**TASK BRIEF**
The entries below need to be written out exactly, with no pictures included.

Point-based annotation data
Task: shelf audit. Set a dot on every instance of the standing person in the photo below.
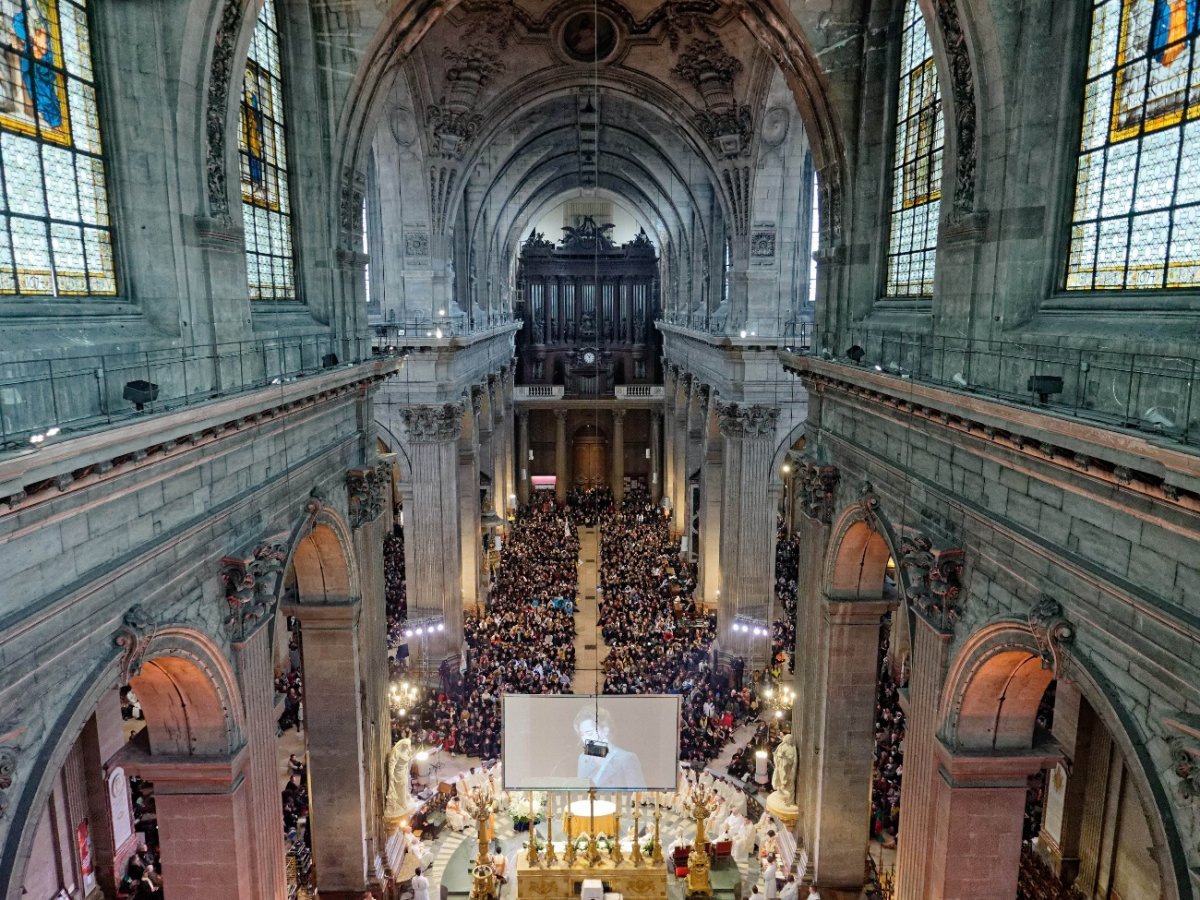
(769, 886)
(420, 887)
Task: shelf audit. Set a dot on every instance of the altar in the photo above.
(582, 814)
(559, 882)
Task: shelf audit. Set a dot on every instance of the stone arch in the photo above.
(323, 558)
(219, 725)
(993, 685)
(861, 544)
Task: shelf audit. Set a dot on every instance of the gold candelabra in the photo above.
(480, 804)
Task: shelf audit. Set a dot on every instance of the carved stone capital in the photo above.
(933, 580)
(1054, 634)
(429, 424)
(366, 489)
(133, 637)
(819, 484)
(747, 421)
(250, 583)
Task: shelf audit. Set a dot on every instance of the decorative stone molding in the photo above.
(250, 582)
(439, 423)
(707, 66)
(1183, 739)
(1054, 634)
(963, 85)
(366, 489)
(454, 121)
(7, 775)
(747, 421)
(869, 505)
(133, 637)
(933, 579)
(819, 484)
(220, 72)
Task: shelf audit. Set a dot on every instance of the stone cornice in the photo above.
(77, 462)
(1149, 466)
(438, 423)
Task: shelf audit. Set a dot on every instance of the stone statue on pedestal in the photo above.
(399, 802)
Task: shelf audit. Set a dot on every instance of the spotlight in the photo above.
(1044, 385)
(139, 393)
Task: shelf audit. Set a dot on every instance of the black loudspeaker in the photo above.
(141, 393)
(1044, 385)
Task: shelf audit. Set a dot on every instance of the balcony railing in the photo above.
(427, 331)
(40, 394)
(787, 331)
(639, 391)
(538, 391)
(1149, 393)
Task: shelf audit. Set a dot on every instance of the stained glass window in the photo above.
(265, 207)
(1137, 217)
(917, 163)
(57, 238)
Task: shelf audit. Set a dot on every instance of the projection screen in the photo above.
(546, 739)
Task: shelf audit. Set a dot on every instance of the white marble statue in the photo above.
(399, 802)
(784, 779)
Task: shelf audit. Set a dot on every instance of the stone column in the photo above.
(523, 456)
(976, 841)
(205, 825)
(838, 840)
(679, 426)
(669, 437)
(561, 455)
(339, 783)
(618, 455)
(930, 655)
(655, 461)
(432, 552)
(256, 676)
(748, 523)
(468, 498)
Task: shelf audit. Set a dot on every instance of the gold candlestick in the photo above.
(551, 856)
(635, 857)
(532, 858)
(570, 835)
(657, 845)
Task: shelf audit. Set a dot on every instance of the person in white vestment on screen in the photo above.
(618, 767)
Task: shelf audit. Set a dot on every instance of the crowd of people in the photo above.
(783, 633)
(522, 643)
(658, 641)
(143, 870)
(394, 586)
(889, 730)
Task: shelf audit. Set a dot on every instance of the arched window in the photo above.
(265, 204)
(1137, 217)
(917, 165)
(57, 235)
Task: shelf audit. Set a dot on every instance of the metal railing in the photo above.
(1152, 393)
(418, 331)
(40, 394)
(790, 330)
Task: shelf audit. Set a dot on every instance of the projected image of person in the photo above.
(618, 767)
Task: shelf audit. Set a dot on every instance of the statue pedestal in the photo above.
(783, 810)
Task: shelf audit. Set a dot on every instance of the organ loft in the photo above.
(599, 448)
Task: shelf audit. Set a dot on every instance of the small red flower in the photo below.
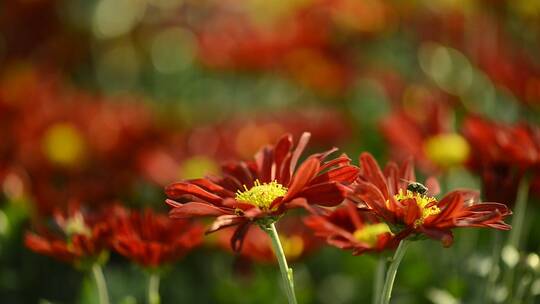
(407, 207)
(153, 239)
(263, 189)
(352, 229)
(76, 236)
(503, 154)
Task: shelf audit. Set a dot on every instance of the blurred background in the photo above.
(107, 101)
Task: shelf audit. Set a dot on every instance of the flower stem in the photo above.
(379, 279)
(392, 271)
(153, 289)
(286, 272)
(103, 295)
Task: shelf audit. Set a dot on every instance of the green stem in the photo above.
(103, 295)
(493, 273)
(519, 213)
(392, 271)
(286, 272)
(153, 289)
(379, 279)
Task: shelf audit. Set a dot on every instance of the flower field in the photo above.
(310, 151)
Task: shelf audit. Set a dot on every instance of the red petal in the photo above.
(302, 143)
(225, 221)
(327, 194)
(182, 189)
(345, 174)
(281, 151)
(307, 171)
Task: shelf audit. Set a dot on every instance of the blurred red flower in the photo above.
(297, 241)
(75, 237)
(411, 211)
(503, 154)
(151, 239)
(349, 228)
(263, 189)
(424, 131)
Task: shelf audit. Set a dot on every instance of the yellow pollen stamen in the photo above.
(261, 195)
(369, 234)
(447, 150)
(426, 203)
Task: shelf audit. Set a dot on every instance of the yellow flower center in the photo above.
(369, 234)
(261, 195)
(63, 144)
(447, 150)
(427, 204)
(76, 225)
(197, 167)
(293, 246)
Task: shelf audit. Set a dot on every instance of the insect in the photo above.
(417, 187)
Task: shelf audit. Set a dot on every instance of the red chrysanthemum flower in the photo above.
(153, 239)
(425, 135)
(263, 189)
(349, 228)
(297, 241)
(503, 154)
(408, 208)
(76, 237)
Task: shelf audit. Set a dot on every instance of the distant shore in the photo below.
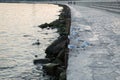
(55, 63)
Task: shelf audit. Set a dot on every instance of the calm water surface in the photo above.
(18, 31)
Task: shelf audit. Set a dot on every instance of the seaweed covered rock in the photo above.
(54, 49)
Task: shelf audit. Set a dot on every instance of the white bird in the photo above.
(85, 44)
(70, 46)
(36, 43)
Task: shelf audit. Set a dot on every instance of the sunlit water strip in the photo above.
(18, 30)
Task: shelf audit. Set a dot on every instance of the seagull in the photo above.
(36, 43)
(70, 46)
(85, 44)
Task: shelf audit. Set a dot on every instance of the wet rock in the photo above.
(43, 25)
(50, 68)
(58, 61)
(56, 46)
(61, 55)
(62, 76)
(41, 61)
(59, 71)
(26, 35)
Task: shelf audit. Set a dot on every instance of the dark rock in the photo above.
(62, 76)
(58, 61)
(50, 68)
(56, 46)
(59, 71)
(36, 43)
(61, 55)
(43, 25)
(41, 61)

**WRITTEN ANSWER**
Task: shelf audit. Set a dot on every instance of the standing person in the photo below.
(769, 886)
(420, 887)
Task: shelf audit. Set a dot on every instance of the altar in the photo above.
(582, 814)
(559, 882)
Task: shelf audit. Set a dot on every instance of the stone arch in the photo above.
(323, 558)
(219, 725)
(993, 685)
(861, 544)
Task: shelf audit. Set a dot on every instance of the gold candelabra in the photo above.
(480, 804)
Task: shelf audit. Set a dot on every instance of the carved stone capital in the photo above.
(933, 580)
(1054, 634)
(429, 424)
(366, 489)
(133, 637)
(819, 484)
(747, 421)
(250, 583)
Task: shelf audit. Set a dot on every instance of the decorative stone molding in the photo above.
(250, 582)
(439, 423)
(707, 66)
(1183, 739)
(1054, 634)
(963, 85)
(366, 489)
(454, 121)
(7, 775)
(747, 421)
(869, 505)
(133, 637)
(933, 579)
(819, 484)
(220, 72)
Task: shelf audit. Set a dot on every instance of the stone cornice in the photo above.
(77, 462)
(1149, 466)
(438, 423)
Task: shelf audit. Set a dot on every instance of the stone statue on pedestal in the photo above.
(399, 802)
Task: shelf audit. Set a dot on every instance of the spotlight in the photo above.
(1044, 385)
(139, 393)
Task: shelf audit. Set a dot on every instance of the black loudspeaker in the photo above.
(141, 393)
(1044, 385)
Task: shelf audit. Set a dot on every instance of the balcony railing in the photo above.
(427, 331)
(40, 394)
(787, 331)
(639, 391)
(538, 391)
(1149, 393)
Task: shelf audit. Set a dot on every instance of the stained glass window in the photo above.
(265, 207)
(1137, 217)
(917, 163)
(57, 238)
Task: shelf audit. Set a dot on every instance of the projection screen in the photo above.
(546, 739)
Task: shelf audit. Set a dot on every instance of the white marble statue in the photo above.
(399, 802)
(784, 779)
Task: shelf audit. Set a dot on every instance of the stone column in the photo above.
(523, 456)
(976, 841)
(205, 825)
(838, 840)
(679, 426)
(669, 437)
(561, 455)
(339, 783)
(618, 455)
(930, 655)
(655, 461)
(432, 552)
(256, 676)
(748, 523)
(468, 498)
Task: shelf audit. Set a dot on every instance of the gold candlestick in the photo above.
(551, 856)
(635, 857)
(532, 858)
(570, 835)
(657, 845)
Task: shelf audit. Set a dot on every instance of the person in white vestment on screen in the photo above.
(618, 767)
Task: shelf audit. Set a dot on every instance of the crowd of people in the photo above.
(783, 633)
(522, 643)
(658, 641)
(143, 870)
(394, 586)
(889, 730)
Task: shelf audit. Set a dot on every instance of the arched window in the photo above.
(265, 204)
(1137, 217)
(917, 165)
(57, 235)
Task: shelf audit. Set a dot on every instance of the metal railing in the photo above.
(1152, 393)
(418, 331)
(40, 394)
(790, 330)
Task: shelf audit. Set a dot on every instance of the projected image of person in the photo above.
(618, 767)
Task: shelf audit. Set a dot on every instance of the statue pedestal in the photo above.
(783, 810)
Task: shelf audit. Set a dot on every instance of the organ loft in the photo above.
(599, 448)
Task: shelf audit. Set a dot on every instance of the small red flower in the photo below.
(407, 207)
(153, 239)
(263, 189)
(352, 229)
(76, 236)
(503, 154)
Task: shelf audit. Set a dot on every instance of the blurred background in the photo above.
(107, 101)
Task: shelf audit. Set a dot on every instance of the flower stem in the photo above.
(379, 279)
(392, 271)
(153, 289)
(286, 272)
(103, 295)
Task: shelf audit. Set a dot on every instance of the green stem in the photo above.
(103, 295)
(493, 273)
(519, 213)
(392, 271)
(286, 272)
(153, 289)
(379, 279)
Task: shelf audit. Set a dot on every instance of the flower field in the photo above.
(310, 151)
Task: shelf audit. Set a dot on every instance of the red petal in the photo above.
(302, 143)
(225, 221)
(327, 194)
(182, 189)
(345, 174)
(281, 151)
(307, 171)
Task: shelf audit. Set a dot on every instance of the blurred red flower in the photo above.
(297, 241)
(75, 237)
(411, 211)
(503, 154)
(151, 239)
(349, 228)
(263, 189)
(424, 131)
Task: shelf audit. Set a dot on every instance of the yellow pollen stamen in the photo above.
(261, 195)
(369, 234)
(447, 150)
(426, 203)
Task: shelf audit. Set a dot on every instance of the yellow flower center in the photo above.
(369, 234)
(261, 195)
(63, 144)
(447, 150)
(427, 204)
(76, 225)
(197, 167)
(293, 246)
Task: shelf audit. Set a dot on every instance of the insect in the photo above.
(417, 187)
Task: shelf audit. Set a dot on every instance of the red chrysanthemum flower in the photo above.
(153, 239)
(425, 135)
(263, 189)
(349, 228)
(297, 241)
(503, 154)
(408, 208)
(76, 237)
Task: shelf audit. Set a dot on every instance of the distant shore in the photo below.
(55, 63)
Task: shelf audit. Set a dot on every instance of the calm water surface in the photo above.
(18, 31)
Task: shelf audit. Set a dot on every instance of the seaweed covered rock in the photo above.
(54, 49)
Task: shelf audit. Set a dot on every instance of the white bird in the photo above.
(85, 44)
(70, 46)
(36, 43)
Task: shelf audit. Set a dot on every instance of the sunlit water strip in the photo above.
(18, 30)
Task: shelf audit. Set a dot on every instance of the seagull in the photo above.
(36, 43)
(70, 46)
(85, 44)
Task: shelf audit. Set a dot on every instance of the wet rock in the photo above.
(43, 25)
(50, 68)
(58, 61)
(56, 46)
(61, 55)
(62, 76)
(41, 61)
(59, 71)
(26, 35)
Task: shelf audit. Set a dot on every instance of the dark rock in the photo above.
(62, 76)
(58, 61)
(50, 68)
(56, 46)
(59, 71)
(36, 43)
(61, 55)
(43, 25)
(41, 61)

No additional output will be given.